* Start PASSAGE *

In another embodiment of the present invention, a new plant using the Rosenbaum-Weisz Process does not require massive investments in the construction of an adjacent cogeneration power plant. Consequently, plants employing the Rosenbaum-Weisz Process can be located anywhere in the world since they are dependant on having a cogeneration power plant beside them to supply the required energy. Plants employing the Rosenbaum-Weisz Process can be located in a small village in Africa that has a small plant to convert seawater, brackish or polluted water to fresh water or in a large metropolitan city that has large plant converting, seawater, brackish or polluted water to fresh water since they are not depended on being located near a cogeneration power plant.

In a further embodiment of the present invention, plants employing the Rosenbaum-Weisz Process can be set up to provide vast amounts of fresh water that are required for industrial use and for power plants.

In a further embodiment of the present invention, plants employing the Rosenbaum-Weisz Process can be set up at or near the oil and/or gas field to process the produced water and flowback water produced in the oil and gas field thus providing the vast amounts of fresh water that are required for oil and gas production, oil and gas fracking and in bituminous sands (tar sands) operations thereby significantly reducing the water supply costs and water disposal costs.

In a further embodiment of the present invention the Rosenbaum-Weisz Process can be set up at or near industrial/chemical/processing plants, mines, foundries etc. to process the polluted water there from thereby significantly reducing the water supply costs and water disposal costs.

In a further embodiment of the present invention, portable units employing the Rosenbaum-Weisz Process can be set up near the oil spill to process the polluted water thereby reducing the oil spillage cost.

In still further embodiment of the present invention, the Rosenbaum-Weisz Process can provide fresh water from many non-fresh water sources and does not require the consumption of large amounts of non-renewable fossil fuels. Consequently, the Rosenbaum-Weisz Process can be a major contributor to the slowing down of the consumption of non-renewable fossil fuel and thus significantly contributing to the slowing down of global warming and thereby extending the life of non-renewable fossil fuel reserves.

The Rosenbaum-Weisz Process can be utilized by both rich and poor nations across the world since it requires very little purchase of external energy to operate.

BRIEF DESCRIPTION OF THE DRAWINGS

FIG. 1 illustrates processes in high temperature electrolysis of non-fresh water producing fresh water according to certain embodiments of the invention.

FIG. 2 illustrates a high temperature electrolysis unit according to one embodiment of the present invention.

FIG. 3 illustrates a hydrogen and oxygen combustor according to one embodiment of the present invention.

FIG. 4 illustrates one embodiment of a heat exchanger used for extracting heat from a combustion of hydrogen and oxygen to produce superheated steam according to one embodiment of the present invention.

FIG. 5 illustrates one embodiment of the present process that is utilizing part of hydrogen and oxygen produced for external use and sale according to one embodiment of the present invention.

FIG. 6 illustrates one embodiment of the present process that is utilizing part of the heat extracted from superheated steam to generate electricity according to one embodiment of the present invention.

FIG. 7 illustrates one embodiment of the present process that is utilizing part of hydrogen and oxygen produced for external use and sale and utilizing part of heat extracted from superheated steam to generate electricity according to one embodiment of the present invention.

* End PASSAGE *

OBJECTIVE A >>
In the records below, rewrite the lines from the one containing "y=451, one point per instance." through the one containing "x=379, y=376", replacing "drill" with "exercise" and changing nothing else. Return only those lines.

* Start ENTRIES PROVIDED *

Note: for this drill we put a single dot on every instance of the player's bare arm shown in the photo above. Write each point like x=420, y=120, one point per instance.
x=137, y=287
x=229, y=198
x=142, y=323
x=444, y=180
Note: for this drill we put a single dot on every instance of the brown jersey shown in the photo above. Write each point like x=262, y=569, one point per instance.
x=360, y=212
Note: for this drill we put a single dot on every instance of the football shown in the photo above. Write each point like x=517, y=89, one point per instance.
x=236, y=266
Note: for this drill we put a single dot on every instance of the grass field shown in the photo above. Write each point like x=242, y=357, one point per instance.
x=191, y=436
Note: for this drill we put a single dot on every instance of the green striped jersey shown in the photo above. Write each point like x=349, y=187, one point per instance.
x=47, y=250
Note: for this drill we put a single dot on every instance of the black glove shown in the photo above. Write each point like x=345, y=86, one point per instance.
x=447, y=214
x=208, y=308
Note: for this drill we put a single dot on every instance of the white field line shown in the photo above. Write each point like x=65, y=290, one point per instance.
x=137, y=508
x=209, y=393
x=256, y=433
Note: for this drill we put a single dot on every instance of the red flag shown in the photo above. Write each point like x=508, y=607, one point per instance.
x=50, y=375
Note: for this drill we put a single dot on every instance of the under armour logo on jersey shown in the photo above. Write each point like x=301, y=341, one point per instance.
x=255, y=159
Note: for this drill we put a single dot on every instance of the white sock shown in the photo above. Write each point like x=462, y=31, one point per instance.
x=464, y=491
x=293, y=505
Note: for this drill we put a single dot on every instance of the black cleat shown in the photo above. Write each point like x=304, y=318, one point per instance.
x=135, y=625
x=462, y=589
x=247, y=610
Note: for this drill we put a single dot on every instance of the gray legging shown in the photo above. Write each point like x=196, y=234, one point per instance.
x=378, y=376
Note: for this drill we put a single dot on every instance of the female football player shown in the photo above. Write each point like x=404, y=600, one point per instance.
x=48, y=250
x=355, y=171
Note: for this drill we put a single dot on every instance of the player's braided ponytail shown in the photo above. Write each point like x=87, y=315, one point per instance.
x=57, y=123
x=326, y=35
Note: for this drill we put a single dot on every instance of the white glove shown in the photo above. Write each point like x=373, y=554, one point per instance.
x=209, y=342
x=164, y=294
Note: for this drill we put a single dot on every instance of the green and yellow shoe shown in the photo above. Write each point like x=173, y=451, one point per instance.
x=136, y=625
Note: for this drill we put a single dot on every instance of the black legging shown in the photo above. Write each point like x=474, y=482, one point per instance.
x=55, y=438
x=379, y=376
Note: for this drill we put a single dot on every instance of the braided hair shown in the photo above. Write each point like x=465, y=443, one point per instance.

* End ENTRIES PROVIDED *

OBJECTIVE B >>
In the passage on the Rosenbaum-Weisz Process, what does FIG. 3 illustrate?

FINISHED ANSWER A >>
Note: for this exercise we put a single dot on every instance of the green and yellow shoe shown in the photo above. Write each point like x=173, y=451, one point per instance.
x=136, y=625
Note: for this exercise we put a single dot on every instance of the black legging shown in the photo above. Write each point like x=474, y=482, one point per instance.
x=55, y=438
x=379, y=376

FINISHED ANSWER B >>
A hydrogen and oxygen combustor.